> _WORK TO BE COMPLETED_:
Copy word for word the part of the text below on self-interest and cooperation, starting at "Self-interested behavior is" and ending at "grow the crop.".

> _EXCERPTED TEXT_:
Without that collaboration, we go back to being the middle of the foodchain and jumping at every shadow at night.

> We live in a world where optimal behaviour is self-interested and the cost of failure is total.

Self-interested behavior is too local of a maxima to be useful as a species. Evolution encourages the survival of the species, not the survival of the individual. A purely self-interested view would see the optimal solution being to take from others, leading to a collapse of the species. It takes a lot less energy to kill the farmers and take their crop than it does to actually grow the crop.

> Authority should be used to ensure our coexistence is peaceful, and that we resolve disputes via due process.

And this is the logical (rather than moral) reason why we take care of the less fortunate. Starving animals tend to become very aggressive, and humans are no exception. During the Soviet famines, people killed and ate each other. You can't tell someone starving to death that they need to peacefully coexist; it won't happen.

It is dramatically cheaper and easier to prevent that by just preventing starvation.

> why would an animal risk their life and waste energy to protect something they don't need?

To displace its competition and further secure its dominance of the local area. Too much is always better than not enough. Even animals who occupy enormous territories will seek to expand them further at any opportunity. Bands of chimps will murder neighbouring bands over territory, despite neither group being remotely close to starving. Coalitions of male lions will seek to take possession of a pride of females by killing the existing males and all of their juvenile offspring. Many groups of human hunter-gatherers, ignorant of the modern world, will kill strangers in their territories on sight.

> _EXTRACTED MATERIAL_:
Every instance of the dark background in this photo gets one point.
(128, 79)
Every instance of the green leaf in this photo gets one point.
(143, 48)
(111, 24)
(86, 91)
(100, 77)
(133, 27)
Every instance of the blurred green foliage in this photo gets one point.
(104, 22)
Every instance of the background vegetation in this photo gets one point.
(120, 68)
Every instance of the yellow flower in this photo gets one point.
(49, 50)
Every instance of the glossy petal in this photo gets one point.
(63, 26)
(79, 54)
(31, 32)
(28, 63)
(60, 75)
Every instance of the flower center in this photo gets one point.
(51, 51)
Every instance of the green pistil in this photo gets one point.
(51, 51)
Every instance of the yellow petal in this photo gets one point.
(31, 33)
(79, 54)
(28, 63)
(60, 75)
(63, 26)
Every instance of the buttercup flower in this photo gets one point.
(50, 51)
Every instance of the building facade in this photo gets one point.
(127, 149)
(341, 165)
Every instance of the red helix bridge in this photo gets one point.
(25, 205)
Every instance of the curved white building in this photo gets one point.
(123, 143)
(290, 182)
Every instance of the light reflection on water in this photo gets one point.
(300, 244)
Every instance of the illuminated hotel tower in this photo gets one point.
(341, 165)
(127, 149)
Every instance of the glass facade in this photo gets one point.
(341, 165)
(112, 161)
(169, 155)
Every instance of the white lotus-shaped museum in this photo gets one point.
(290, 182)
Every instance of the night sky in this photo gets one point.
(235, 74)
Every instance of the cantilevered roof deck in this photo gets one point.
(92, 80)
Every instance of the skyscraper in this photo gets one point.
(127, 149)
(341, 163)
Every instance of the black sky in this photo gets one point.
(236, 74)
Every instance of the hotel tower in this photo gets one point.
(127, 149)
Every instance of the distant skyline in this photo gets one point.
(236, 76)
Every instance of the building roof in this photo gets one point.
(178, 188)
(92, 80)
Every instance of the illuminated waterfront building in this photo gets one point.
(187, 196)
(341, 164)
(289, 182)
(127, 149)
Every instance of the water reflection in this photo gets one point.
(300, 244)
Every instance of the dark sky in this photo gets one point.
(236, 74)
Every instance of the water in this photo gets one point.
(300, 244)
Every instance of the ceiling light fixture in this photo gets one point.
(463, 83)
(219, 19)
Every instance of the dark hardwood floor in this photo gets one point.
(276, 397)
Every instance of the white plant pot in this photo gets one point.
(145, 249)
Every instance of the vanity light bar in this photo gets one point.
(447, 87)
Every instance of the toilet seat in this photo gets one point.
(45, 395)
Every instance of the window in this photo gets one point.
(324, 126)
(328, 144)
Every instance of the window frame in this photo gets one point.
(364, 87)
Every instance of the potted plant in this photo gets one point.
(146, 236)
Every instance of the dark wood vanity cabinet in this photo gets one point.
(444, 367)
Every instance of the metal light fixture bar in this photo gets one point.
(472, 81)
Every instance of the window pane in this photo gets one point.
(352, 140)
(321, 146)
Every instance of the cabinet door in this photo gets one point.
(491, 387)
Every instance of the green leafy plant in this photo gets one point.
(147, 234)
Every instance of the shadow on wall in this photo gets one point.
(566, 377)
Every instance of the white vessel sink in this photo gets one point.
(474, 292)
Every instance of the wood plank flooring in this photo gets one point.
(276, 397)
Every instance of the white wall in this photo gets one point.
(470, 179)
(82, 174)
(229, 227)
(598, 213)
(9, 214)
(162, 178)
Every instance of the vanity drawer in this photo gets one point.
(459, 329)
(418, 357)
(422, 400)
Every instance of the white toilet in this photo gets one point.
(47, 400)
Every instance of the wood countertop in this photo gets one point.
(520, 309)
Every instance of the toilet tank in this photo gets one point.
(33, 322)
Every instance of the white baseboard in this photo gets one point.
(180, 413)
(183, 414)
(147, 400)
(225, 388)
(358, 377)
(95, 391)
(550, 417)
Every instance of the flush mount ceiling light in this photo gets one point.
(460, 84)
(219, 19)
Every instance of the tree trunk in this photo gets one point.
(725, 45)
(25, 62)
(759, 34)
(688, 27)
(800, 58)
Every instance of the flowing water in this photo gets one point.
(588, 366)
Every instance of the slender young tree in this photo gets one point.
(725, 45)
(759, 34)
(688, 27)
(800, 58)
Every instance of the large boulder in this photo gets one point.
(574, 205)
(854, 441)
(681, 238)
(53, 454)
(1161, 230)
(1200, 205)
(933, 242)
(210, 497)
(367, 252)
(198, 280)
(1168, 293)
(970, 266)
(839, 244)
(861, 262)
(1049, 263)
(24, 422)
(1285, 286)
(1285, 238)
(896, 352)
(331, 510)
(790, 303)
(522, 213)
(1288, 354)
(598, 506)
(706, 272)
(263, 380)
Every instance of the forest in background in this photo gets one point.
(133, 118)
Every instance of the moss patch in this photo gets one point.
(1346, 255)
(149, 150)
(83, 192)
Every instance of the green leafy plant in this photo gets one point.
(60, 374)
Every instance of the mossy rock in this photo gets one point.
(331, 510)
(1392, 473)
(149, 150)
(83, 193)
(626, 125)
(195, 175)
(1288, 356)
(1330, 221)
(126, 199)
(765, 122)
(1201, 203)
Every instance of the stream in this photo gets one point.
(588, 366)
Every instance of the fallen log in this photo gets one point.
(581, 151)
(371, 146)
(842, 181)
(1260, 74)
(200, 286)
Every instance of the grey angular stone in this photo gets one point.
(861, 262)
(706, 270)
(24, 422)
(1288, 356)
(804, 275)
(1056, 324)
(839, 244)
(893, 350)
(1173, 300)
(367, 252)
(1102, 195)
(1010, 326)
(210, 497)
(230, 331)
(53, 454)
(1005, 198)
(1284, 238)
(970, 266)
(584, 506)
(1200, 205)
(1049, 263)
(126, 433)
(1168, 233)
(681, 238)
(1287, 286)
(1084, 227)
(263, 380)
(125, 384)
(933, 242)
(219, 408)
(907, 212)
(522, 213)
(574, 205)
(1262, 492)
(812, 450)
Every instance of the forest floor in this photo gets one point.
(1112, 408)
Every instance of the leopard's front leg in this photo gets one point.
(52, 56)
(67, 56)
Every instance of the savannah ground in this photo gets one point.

> _SOLUTION TO THIS TASK_:
Self-interested behavior is too local of a maxima to be useful as a species. Evolution encourages the survival of the species, not the survival of the individual. A purely self-interested view would see the optimal solution being to take from others, leading to a collapse of the species. It takes a lot less energy to kill the farmers and take their crop than it does to actually grow the crop.